Entries shown:
※
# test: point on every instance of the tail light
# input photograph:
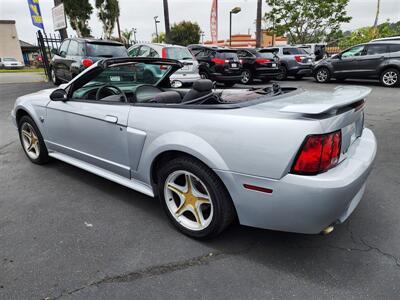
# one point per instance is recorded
(163, 55)
(298, 58)
(262, 60)
(218, 61)
(318, 153)
(87, 62)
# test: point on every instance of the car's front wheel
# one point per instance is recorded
(323, 75)
(390, 78)
(194, 198)
(32, 141)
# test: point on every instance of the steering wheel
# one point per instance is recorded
(111, 88)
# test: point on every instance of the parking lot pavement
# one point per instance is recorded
(65, 233)
(22, 77)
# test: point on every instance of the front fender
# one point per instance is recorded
(179, 141)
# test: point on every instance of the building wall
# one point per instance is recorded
(9, 45)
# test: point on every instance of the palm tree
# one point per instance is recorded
(258, 24)
(166, 20)
(377, 14)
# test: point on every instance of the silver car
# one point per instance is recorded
(277, 158)
(186, 75)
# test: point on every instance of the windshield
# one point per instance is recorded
(126, 76)
(178, 53)
(105, 50)
(227, 55)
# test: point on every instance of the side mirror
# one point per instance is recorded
(176, 84)
(58, 95)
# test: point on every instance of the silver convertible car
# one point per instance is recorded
(277, 158)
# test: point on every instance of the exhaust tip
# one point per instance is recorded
(328, 230)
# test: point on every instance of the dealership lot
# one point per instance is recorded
(65, 233)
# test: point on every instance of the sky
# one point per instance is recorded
(140, 13)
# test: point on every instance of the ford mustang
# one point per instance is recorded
(273, 157)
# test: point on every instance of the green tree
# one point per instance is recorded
(307, 21)
(78, 12)
(161, 37)
(108, 15)
(185, 33)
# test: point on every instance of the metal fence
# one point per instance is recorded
(46, 43)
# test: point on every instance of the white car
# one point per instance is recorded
(186, 75)
(10, 63)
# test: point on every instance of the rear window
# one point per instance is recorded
(265, 55)
(178, 53)
(293, 51)
(105, 50)
(394, 47)
(227, 55)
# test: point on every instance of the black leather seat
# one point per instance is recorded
(200, 88)
(167, 97)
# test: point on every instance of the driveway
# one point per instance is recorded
(65, 233)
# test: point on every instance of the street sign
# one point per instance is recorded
(59, 19)
(36, 15)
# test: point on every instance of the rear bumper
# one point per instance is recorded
(305, 204)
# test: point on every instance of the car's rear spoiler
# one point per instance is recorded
(342, 97)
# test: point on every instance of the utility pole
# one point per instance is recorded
(62, 32)
(166, 21)
(258, 24)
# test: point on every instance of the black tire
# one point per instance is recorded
(54, 77)
(283, 74)
(229, 84)
(390, 78)
(247, 77)
(322, 75)
(43, 153)
(223, 210)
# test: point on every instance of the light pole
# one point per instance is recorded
(235, 11)
(134, 30)
(156, 22)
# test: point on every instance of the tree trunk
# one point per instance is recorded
(377, 14)
(258, 24)
(166, 20)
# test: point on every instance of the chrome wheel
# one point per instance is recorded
(322, 75)
(188, 200)
(246, 76)
(390, 78)
(30, 141)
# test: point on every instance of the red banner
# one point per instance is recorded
(214, 21)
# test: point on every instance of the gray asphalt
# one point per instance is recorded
(65, 233)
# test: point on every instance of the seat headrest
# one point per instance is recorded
(202, 85)
(168, 97)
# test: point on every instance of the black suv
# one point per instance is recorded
(374, 60)
(218, 64)
(76, 54)
(258, 64)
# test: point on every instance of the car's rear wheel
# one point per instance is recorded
(194, 198)
(323, 75)
(247, 77)
(32, 141)
(390, 78)
(283, 74)
(54, 78)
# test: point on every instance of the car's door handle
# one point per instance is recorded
(111, 119)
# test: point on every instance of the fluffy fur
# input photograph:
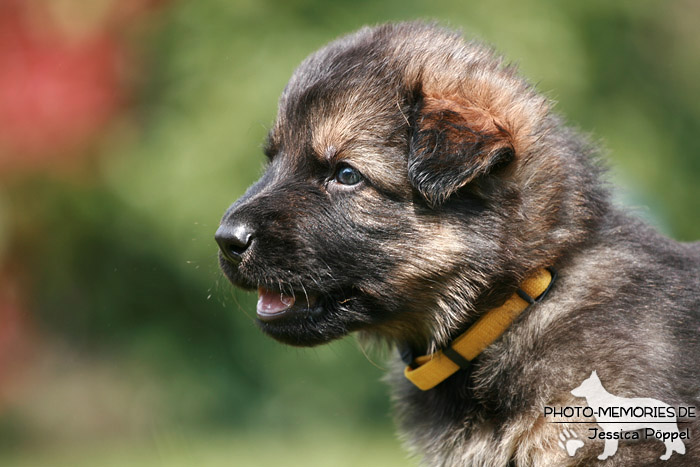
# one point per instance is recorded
(468, 184)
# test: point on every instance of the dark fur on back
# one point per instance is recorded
(469, 184)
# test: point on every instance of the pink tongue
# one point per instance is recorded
(273, 303)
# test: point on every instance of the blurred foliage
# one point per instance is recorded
(120, 260)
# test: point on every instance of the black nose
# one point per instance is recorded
(234, 240)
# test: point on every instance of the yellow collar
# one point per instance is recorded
(428, 371)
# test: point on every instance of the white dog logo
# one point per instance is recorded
(598, 398)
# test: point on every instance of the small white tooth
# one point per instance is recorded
(287, 299)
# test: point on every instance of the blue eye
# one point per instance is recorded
(347, 175)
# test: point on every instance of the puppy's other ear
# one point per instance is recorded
(451, 145)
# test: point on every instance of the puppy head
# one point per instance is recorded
(408, 173)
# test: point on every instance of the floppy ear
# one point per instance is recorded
(451, 145)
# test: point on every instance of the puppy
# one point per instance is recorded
(421, 193)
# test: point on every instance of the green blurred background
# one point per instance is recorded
(126, 129)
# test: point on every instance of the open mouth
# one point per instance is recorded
(274, 305)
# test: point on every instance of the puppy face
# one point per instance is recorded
(393, 196)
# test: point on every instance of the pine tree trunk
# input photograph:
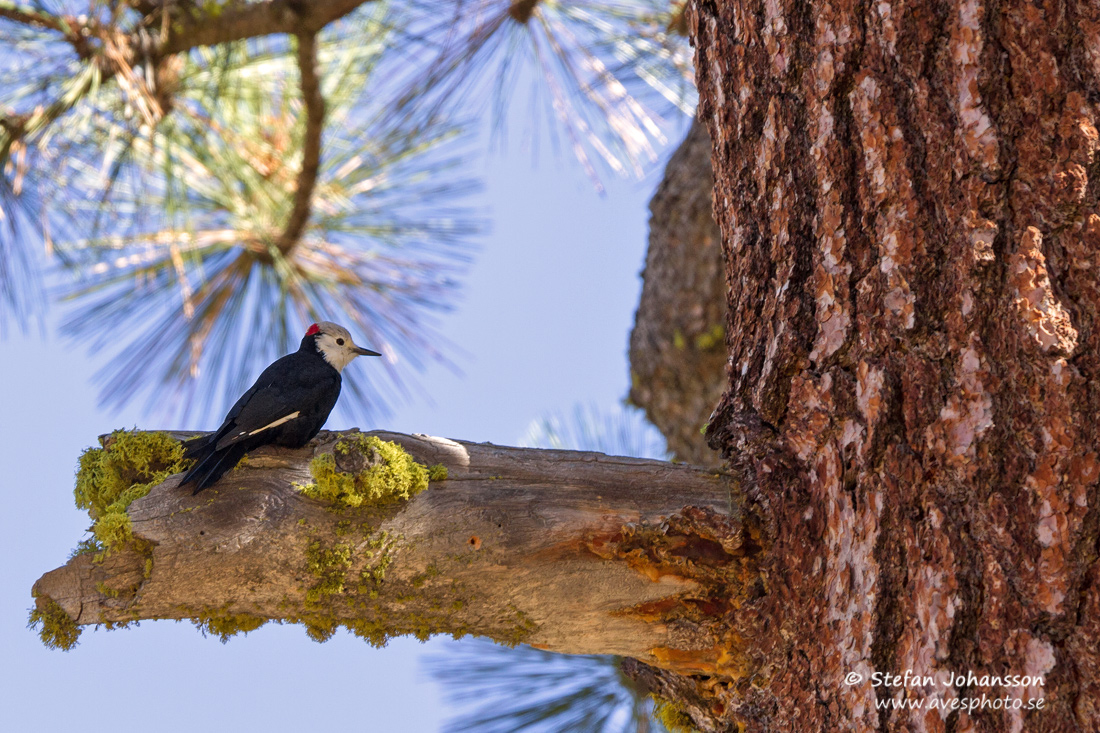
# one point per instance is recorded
(908, 195)
(678, 346)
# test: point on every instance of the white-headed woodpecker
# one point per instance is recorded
(286, 406)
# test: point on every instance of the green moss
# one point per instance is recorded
(330, 566)
(89, 546)
(711, 339)
(56, 628)
(672, 717)
(389, 473)
(223, 625)
(110, 478)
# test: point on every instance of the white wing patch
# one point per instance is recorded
(277, 423)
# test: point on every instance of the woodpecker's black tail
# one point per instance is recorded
(210, 463)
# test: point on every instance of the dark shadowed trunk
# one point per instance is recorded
(678, 346)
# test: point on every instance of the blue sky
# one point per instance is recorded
(543, 325)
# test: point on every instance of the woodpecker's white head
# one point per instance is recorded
(334, 343)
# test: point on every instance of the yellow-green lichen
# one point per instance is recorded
(110, 478)
(56, 628)
(672, 717)
(329, 566)
(388, 474)
(223, 625)
(374, 573)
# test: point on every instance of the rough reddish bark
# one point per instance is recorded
(908, 195)
(678, 347)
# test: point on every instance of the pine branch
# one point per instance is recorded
(311, 145)
(573, 551)
(253, 20)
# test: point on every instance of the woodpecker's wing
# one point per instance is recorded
(278, 396)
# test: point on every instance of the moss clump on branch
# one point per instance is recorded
(223, 624)
(127, 467)
(56, 628)
(365, 470)
(672, 717)
(330, 566)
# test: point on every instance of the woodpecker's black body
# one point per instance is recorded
(286, 406)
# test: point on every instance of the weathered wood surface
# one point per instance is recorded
(516, 544)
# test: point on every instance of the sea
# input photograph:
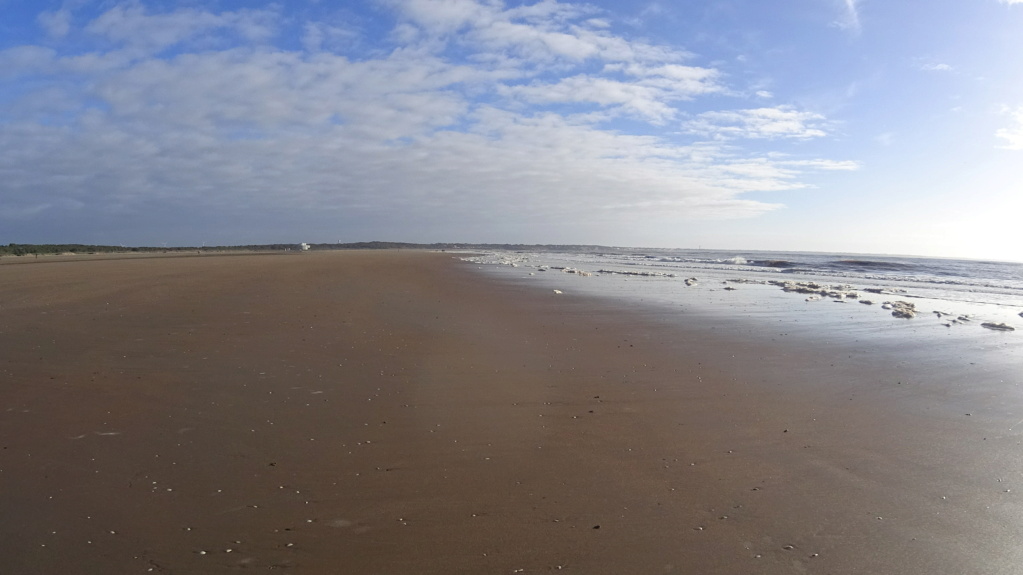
※
What is asked:
Report every line of the data that contains the word "black", copying each such line in full.

Response:
# test: point on every instance of the black leather seat
# test: point on every instance of the black tire
# test: point on every instance of the black suv
# test: point on every instance of the black nose
# test: point on every instance of the woodpecker's black tail
# test: point on every instance of the woodpecker's black body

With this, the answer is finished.